[[ Text provided, beginning ]]
Bruce Weisman wins Electrochemical Society’s Richard E. Smalley Research Award

Rice chemist honored with award named for his collaborator, friend

Weisman

by Jade Boyd
Special to Rice News

Rice University chemist Bruce Weisman’s three-decade career in nanocarbons research has been honored with the namesake award of the Rice colleague who founded the field and sparked Weisman’s interest in it.

Weisman
Bruce Weisman is a professor and associate chair for teaching in the Department of Chemistry and holds a joint appointment in the Department of Materials Science and Nanoengineering at Rice University.

Weisman is the winner of the Electrochemical Society’s (ECS) 2024 Richard E. Smalley Research Award. Smalley, also a Rice chemist, was a Nobel laureate, nanotechnology pioneer and a frequent research collaborator and friend of Weisman’s prior to his untimely death from cancer in 2005.

“I’m very honored,” Weisman said of the award, which is given every two years by the ECS Nanocarbons Division in recognition of “outstanding achievements in, or scientific contributions to, the science of fullerenes, nanotubes and carbon nanostructures.”
[[ Text provided, end ]]
[[ Data supplied, beginning ]]
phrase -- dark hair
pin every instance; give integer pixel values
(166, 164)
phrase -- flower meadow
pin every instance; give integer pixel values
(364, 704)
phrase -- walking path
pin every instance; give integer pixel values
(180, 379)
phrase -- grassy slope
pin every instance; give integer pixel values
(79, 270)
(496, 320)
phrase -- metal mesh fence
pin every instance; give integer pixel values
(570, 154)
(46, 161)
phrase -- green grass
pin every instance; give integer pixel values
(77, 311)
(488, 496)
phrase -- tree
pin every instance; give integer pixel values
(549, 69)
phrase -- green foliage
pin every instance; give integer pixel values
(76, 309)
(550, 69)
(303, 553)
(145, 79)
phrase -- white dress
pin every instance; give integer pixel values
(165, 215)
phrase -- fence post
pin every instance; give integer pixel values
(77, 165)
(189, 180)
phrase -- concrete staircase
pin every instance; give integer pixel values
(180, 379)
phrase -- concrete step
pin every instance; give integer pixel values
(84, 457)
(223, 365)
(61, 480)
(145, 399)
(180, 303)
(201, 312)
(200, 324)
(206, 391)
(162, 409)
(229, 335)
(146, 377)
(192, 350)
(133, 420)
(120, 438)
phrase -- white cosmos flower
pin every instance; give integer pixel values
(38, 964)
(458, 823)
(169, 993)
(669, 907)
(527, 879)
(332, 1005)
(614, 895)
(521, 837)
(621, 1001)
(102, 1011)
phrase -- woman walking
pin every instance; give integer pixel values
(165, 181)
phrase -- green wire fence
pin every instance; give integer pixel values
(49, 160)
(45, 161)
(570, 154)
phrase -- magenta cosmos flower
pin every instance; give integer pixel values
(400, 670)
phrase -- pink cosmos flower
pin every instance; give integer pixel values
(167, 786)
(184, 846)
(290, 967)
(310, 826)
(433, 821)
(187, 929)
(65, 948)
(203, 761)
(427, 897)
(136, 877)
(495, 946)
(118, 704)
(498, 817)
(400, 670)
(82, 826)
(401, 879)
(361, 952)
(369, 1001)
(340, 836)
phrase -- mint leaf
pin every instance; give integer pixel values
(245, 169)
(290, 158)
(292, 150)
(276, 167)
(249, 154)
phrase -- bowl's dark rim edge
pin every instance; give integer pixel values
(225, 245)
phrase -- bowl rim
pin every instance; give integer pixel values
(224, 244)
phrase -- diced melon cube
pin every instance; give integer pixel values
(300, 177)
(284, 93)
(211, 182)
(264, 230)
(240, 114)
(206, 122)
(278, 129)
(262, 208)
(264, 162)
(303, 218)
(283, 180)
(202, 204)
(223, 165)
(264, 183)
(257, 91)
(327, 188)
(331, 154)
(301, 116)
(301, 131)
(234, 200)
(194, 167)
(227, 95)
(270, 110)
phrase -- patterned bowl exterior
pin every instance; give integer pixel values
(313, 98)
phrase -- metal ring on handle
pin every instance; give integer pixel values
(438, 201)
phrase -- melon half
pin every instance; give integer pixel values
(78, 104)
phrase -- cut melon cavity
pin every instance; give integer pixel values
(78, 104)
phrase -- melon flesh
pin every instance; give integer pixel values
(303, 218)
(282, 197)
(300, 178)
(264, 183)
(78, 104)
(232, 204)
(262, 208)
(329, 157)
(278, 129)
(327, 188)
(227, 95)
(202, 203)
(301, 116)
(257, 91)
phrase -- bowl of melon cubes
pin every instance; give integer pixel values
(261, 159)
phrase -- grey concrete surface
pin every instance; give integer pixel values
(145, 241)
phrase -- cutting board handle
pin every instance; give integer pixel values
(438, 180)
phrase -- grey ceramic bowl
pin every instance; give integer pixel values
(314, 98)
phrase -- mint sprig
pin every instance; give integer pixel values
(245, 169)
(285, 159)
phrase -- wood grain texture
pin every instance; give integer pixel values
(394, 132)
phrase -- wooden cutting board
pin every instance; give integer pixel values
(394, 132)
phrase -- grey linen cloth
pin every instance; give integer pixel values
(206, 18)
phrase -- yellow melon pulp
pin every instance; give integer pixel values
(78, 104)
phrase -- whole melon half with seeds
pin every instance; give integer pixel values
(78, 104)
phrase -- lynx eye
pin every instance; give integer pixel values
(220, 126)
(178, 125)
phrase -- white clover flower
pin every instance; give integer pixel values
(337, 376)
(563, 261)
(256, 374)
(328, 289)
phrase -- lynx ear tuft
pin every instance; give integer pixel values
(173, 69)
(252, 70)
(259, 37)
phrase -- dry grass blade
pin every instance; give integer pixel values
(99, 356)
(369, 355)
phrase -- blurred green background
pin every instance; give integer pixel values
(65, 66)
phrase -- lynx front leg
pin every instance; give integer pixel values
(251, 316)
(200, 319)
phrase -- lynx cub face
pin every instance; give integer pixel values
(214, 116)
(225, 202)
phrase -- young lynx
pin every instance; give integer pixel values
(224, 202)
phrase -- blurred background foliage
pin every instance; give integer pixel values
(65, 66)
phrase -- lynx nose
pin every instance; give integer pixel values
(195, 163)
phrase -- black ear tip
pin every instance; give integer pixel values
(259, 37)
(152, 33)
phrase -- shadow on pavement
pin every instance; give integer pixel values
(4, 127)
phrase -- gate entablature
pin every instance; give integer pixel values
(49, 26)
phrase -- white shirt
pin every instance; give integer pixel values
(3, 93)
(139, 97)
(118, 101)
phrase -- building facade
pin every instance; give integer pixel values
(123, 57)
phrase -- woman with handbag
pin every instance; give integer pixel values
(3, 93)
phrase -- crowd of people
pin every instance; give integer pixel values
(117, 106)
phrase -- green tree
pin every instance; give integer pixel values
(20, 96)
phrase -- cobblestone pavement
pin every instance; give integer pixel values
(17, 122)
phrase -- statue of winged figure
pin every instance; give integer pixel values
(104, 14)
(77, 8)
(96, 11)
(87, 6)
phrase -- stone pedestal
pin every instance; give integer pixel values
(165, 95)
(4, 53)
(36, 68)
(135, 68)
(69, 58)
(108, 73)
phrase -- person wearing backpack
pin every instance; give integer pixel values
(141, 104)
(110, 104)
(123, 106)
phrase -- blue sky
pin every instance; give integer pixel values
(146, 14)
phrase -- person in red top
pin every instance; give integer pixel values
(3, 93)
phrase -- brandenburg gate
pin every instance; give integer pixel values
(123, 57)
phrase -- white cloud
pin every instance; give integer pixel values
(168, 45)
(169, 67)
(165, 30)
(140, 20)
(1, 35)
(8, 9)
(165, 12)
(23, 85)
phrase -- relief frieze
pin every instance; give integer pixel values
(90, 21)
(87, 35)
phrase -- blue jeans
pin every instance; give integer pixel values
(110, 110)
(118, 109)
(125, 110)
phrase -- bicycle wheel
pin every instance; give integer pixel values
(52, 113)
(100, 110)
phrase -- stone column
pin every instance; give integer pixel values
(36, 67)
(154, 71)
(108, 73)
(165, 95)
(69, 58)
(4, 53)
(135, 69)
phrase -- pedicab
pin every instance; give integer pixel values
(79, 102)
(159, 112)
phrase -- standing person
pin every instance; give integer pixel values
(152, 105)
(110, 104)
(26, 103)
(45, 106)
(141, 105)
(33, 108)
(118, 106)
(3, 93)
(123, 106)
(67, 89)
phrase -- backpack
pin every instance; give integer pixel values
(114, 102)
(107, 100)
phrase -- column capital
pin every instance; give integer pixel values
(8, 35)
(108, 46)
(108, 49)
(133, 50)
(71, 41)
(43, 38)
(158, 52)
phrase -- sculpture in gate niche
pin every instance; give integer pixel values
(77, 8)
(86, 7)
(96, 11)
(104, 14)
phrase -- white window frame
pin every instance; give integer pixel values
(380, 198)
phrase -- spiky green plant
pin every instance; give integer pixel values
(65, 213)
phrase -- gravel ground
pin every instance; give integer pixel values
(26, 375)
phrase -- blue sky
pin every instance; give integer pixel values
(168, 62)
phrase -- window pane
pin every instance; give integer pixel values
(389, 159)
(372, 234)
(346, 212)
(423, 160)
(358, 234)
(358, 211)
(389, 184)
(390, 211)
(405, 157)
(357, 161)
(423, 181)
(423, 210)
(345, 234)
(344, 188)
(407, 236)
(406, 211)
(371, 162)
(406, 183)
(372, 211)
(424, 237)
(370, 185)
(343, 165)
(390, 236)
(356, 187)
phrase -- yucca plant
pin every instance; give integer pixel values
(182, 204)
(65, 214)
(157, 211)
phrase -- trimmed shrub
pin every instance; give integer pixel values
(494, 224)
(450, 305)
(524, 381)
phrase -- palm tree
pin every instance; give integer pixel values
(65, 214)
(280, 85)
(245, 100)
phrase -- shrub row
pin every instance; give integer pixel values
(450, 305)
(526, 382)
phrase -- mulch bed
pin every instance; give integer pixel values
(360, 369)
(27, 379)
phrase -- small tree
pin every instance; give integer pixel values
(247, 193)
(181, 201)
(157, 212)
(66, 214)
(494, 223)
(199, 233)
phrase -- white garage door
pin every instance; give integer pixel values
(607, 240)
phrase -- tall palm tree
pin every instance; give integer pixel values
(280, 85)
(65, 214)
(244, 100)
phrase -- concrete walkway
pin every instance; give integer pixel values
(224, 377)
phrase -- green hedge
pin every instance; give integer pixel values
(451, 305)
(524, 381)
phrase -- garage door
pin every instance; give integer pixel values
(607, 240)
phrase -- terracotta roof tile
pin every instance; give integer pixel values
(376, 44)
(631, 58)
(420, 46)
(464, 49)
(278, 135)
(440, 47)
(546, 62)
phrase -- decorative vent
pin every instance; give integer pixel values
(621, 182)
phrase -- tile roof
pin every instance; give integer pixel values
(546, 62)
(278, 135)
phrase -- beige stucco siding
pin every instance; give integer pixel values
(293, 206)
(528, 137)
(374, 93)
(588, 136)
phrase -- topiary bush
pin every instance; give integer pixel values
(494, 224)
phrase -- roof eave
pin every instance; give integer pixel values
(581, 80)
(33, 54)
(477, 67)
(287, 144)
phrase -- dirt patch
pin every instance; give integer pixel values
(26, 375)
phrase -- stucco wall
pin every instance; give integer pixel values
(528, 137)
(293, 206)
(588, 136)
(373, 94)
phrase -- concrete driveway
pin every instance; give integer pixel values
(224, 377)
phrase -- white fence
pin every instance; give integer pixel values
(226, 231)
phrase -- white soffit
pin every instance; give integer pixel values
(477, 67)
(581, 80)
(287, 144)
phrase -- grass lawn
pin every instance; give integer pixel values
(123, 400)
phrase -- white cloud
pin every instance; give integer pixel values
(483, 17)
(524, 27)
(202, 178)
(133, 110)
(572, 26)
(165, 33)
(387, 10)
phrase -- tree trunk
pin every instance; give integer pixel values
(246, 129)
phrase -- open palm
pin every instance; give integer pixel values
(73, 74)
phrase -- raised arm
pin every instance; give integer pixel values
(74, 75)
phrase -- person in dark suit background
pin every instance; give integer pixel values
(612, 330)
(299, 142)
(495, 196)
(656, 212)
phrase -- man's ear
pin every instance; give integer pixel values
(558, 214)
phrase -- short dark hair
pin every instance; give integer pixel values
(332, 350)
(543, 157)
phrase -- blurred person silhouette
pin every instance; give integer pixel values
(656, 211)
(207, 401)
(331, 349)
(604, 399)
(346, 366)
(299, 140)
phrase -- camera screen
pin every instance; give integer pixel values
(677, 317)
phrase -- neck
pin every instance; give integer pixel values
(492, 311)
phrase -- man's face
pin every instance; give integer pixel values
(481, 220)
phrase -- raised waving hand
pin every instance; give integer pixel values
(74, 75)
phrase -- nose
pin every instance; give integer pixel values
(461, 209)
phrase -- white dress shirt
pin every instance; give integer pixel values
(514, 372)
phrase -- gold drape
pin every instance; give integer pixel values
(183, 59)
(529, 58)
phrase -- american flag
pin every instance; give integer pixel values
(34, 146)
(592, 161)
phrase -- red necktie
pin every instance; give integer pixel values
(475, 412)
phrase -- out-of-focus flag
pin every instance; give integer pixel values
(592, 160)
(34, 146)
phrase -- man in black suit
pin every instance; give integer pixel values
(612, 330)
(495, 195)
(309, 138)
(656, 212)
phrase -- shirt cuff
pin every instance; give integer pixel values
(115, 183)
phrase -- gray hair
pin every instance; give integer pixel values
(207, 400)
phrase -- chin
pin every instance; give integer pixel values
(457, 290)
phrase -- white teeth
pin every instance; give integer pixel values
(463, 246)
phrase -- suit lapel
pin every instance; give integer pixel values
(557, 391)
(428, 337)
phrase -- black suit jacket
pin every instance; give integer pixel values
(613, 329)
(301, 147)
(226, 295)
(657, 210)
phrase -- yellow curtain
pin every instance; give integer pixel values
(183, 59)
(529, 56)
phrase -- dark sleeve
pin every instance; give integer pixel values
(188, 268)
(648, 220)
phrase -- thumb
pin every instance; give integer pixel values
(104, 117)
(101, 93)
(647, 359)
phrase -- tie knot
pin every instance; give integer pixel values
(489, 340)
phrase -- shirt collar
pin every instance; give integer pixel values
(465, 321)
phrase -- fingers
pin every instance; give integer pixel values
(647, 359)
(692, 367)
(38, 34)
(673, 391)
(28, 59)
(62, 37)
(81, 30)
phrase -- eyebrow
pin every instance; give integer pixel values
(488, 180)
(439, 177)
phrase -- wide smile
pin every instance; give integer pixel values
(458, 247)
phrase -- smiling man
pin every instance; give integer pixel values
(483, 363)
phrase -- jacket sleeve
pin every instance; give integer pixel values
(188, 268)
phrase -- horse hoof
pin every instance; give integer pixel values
[[ Data supplied, end ]]
> **Instructions**:
**a)** From the article on Bruce Weisman's award, extract the passage between "Rice University chemist" and "interest in it.", inclusive.
**b)** According to the article on Bruce Weisman's award, how often is the Richard E. Smalley Research Award given?
**c)** Continue the article on Bruce Weisman's award from the point where it ends.

> **Responses by task**:
**a)**
Rice University chemist Bruce Weisman’s three-decade career in nanocarbons research has been honored with the namesake award of the Rice colleague who founded the field and sparked Weisman’s interest in it.

**b)** Every two years.

**c)**
Weisman is a professor and associate chair for teaching in the Department of Chemistry and holds a joint appointment in the Department of Materials Science and Nanoengineering. He joined Rice’s Wiess School of Natural Sciences in 1979. Like Smalley, Weisman was a spectroscopist, but the two didn’t begin collaborating until a few years after the groundbreaking discovery of carbon 60, or buckyballs, in Smalley’s lab in 1985.

Writing in the ECS journal Interface in 2013, Weisman said, “It is estimated that more than 90% of all recognized chemical compounds include carbon. By contrast, for millennia only two known substances were composed exclusively of carbon atoms: … graphite and diamond.”

The buckyball discovery proved that carbon could take other forms, and it would earn Smalley, Rice chemist Robert Curl and British chemist Harold Kroto the 1996 Nobel Prize in Chemistry. The discovery also sparked a worldwide interest in exploring carbon nanostructures.

In 1991, Weisman first collaborated with Smalley, Curl and others on experiments to measure the electronic spectra of both buckyballs and their slightly elongated cousins, carbon 70. That year also saw the discovery in Japan of carbon nanotubes, hollow cylinders that have been the focus of Weisman’s research for more than 20 years.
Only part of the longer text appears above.